**Work instruction:**
Some lines below may hold the string "blurred". Count them and give only the total.

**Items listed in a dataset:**
# # # #
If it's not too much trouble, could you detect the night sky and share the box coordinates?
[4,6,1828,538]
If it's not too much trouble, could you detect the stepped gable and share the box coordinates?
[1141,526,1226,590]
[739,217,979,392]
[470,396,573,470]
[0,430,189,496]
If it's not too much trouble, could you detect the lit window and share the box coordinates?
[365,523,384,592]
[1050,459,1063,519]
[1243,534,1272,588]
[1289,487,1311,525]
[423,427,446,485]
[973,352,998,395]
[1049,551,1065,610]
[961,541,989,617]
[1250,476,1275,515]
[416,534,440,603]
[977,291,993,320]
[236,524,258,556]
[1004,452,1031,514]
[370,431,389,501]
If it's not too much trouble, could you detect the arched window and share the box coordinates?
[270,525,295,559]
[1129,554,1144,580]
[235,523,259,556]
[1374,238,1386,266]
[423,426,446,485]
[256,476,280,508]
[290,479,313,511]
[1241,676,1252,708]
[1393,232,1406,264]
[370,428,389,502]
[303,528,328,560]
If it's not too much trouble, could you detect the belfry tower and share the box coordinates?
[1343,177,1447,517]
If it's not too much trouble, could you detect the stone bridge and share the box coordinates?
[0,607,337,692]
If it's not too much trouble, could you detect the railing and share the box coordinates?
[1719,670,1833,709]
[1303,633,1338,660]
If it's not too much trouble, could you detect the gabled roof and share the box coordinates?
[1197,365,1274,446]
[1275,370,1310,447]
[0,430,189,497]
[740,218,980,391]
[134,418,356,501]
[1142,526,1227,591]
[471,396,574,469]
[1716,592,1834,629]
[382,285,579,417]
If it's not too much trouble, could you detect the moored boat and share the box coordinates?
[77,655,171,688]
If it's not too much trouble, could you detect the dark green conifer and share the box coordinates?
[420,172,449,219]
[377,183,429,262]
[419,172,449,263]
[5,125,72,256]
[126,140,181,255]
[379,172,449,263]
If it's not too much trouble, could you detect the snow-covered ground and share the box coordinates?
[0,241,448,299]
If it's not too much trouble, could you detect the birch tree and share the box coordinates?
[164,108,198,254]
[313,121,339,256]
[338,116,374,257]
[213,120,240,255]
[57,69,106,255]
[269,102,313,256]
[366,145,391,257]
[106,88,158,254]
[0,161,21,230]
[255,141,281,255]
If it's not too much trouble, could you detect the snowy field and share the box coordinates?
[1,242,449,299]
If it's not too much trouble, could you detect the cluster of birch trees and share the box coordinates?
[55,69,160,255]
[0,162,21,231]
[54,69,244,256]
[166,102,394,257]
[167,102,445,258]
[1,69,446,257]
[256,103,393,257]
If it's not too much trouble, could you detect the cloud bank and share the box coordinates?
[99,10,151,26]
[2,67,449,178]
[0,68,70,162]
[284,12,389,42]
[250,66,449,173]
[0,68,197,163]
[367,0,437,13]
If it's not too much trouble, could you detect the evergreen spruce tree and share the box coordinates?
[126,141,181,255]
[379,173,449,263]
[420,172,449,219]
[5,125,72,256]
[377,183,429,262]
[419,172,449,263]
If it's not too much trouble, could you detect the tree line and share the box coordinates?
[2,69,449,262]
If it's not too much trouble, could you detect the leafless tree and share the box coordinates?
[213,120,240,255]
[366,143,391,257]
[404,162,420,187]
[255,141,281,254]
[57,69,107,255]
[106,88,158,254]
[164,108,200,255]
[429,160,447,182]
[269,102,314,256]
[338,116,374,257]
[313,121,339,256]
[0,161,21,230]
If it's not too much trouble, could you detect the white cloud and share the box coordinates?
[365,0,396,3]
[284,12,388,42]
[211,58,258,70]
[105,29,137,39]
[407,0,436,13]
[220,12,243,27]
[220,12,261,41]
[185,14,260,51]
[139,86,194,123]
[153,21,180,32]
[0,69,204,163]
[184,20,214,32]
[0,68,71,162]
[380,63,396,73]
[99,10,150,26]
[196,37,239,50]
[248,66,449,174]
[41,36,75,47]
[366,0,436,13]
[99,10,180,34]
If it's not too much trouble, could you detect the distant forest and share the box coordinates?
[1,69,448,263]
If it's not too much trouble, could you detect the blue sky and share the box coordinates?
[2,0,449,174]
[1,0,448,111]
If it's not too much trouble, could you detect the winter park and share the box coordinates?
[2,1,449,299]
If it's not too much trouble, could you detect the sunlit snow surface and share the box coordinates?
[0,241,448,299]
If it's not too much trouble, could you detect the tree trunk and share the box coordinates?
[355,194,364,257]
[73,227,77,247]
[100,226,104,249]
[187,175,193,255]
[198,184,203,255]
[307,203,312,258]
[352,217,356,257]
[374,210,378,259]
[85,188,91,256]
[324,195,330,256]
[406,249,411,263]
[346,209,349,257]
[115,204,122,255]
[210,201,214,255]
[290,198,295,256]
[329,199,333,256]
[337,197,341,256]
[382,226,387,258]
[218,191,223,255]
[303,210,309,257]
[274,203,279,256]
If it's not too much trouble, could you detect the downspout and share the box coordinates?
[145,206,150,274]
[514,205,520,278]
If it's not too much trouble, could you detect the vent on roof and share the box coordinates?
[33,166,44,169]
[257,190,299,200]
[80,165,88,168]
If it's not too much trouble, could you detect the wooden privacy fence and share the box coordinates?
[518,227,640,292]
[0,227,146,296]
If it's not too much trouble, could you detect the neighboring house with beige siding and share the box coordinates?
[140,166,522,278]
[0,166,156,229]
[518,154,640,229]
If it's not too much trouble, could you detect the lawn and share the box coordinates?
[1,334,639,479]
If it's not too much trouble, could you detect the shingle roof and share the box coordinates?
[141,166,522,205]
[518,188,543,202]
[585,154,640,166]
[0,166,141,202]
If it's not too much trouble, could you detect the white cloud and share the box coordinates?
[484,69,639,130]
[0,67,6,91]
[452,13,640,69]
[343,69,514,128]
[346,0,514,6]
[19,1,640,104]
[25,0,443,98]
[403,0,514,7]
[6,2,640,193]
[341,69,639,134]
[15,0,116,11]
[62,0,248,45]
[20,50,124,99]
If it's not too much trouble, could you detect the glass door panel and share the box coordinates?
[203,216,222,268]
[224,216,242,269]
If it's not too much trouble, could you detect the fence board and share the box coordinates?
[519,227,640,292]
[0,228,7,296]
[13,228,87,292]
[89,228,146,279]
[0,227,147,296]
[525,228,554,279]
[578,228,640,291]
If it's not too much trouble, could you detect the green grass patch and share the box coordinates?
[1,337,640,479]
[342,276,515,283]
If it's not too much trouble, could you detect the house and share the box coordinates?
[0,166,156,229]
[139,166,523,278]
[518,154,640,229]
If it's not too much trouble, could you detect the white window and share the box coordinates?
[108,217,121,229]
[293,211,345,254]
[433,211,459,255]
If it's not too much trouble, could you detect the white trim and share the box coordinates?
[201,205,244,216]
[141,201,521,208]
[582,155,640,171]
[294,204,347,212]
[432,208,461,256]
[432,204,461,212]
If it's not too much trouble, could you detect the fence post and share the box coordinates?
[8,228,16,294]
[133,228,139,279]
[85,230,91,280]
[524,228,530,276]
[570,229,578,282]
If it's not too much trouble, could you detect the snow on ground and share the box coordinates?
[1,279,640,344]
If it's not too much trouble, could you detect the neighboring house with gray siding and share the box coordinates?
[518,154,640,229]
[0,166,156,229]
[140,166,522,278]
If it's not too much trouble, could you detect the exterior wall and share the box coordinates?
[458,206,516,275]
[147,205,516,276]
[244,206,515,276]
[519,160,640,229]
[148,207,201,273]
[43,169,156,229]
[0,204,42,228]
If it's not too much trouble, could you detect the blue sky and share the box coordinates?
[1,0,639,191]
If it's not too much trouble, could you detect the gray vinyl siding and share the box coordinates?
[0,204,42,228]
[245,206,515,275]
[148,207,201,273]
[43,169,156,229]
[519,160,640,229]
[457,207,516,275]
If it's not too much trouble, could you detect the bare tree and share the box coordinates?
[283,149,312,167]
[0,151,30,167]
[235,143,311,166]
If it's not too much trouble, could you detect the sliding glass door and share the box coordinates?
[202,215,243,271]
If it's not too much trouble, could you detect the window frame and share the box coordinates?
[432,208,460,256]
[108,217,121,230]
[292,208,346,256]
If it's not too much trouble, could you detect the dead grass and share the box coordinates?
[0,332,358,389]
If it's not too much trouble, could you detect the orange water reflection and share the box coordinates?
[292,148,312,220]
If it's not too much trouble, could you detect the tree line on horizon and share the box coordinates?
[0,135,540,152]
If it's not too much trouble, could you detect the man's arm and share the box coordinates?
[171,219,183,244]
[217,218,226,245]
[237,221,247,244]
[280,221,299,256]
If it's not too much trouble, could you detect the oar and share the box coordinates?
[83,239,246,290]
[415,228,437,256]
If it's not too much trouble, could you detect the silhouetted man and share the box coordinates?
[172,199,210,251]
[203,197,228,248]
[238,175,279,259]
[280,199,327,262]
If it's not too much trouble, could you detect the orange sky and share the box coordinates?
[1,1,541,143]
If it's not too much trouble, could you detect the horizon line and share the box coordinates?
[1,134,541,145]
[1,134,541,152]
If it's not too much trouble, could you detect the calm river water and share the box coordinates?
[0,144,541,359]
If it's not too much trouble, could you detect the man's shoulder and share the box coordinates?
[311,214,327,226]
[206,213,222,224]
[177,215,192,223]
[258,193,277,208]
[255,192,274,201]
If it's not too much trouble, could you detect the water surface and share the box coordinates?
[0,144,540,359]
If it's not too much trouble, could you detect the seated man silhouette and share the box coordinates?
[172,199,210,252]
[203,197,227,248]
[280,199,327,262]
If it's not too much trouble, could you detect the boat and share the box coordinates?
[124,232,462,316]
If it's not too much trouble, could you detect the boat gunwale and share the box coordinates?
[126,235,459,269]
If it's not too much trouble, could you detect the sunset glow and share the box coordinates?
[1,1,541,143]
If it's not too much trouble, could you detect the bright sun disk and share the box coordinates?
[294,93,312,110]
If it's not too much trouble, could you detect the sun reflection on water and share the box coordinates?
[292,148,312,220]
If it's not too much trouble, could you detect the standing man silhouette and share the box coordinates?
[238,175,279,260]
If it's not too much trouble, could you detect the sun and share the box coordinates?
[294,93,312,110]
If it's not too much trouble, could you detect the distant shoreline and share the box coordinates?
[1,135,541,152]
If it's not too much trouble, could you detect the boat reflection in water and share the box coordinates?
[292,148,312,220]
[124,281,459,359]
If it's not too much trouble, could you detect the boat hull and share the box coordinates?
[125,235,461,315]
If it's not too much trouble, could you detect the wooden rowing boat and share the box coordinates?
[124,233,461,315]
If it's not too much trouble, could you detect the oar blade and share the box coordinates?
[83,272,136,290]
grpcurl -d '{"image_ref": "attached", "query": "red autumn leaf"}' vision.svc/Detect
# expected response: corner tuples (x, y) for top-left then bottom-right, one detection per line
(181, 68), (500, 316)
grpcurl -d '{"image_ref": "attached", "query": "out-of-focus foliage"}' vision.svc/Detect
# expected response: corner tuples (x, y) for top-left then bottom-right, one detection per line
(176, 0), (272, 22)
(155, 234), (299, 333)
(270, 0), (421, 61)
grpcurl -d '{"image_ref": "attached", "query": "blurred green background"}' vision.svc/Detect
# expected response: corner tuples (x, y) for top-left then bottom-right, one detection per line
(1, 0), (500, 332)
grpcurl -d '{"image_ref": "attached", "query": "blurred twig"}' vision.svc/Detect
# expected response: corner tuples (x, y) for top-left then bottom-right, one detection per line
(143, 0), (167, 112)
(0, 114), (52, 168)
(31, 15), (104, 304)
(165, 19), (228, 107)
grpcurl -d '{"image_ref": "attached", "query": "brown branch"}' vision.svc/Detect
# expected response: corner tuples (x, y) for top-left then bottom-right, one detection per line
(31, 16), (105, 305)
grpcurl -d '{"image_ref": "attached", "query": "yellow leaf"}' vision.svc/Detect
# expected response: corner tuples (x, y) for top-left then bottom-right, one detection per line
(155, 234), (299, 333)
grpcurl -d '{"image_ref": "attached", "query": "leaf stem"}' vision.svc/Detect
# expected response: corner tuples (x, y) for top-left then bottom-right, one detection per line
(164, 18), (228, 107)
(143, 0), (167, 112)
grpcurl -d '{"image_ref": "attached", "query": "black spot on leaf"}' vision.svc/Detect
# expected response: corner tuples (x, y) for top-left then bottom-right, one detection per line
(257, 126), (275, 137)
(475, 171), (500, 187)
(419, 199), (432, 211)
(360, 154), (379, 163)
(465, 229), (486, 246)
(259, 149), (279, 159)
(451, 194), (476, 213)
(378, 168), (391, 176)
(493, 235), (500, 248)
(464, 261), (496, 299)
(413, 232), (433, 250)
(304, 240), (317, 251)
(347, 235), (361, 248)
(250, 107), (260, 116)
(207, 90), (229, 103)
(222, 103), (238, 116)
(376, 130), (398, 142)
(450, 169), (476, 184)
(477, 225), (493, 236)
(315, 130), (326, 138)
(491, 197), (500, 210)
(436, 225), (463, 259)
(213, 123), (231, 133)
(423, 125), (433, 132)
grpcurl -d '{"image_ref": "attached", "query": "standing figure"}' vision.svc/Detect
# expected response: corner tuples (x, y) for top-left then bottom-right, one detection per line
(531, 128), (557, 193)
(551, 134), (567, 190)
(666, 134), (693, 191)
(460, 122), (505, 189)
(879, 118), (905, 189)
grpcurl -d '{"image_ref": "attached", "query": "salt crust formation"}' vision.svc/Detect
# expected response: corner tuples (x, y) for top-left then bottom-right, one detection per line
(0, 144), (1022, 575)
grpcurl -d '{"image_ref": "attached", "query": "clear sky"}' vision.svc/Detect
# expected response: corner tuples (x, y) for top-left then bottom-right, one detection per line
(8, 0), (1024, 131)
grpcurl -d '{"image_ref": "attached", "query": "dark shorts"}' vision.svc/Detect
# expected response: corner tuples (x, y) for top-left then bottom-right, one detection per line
# # # #
**Final answer:**
2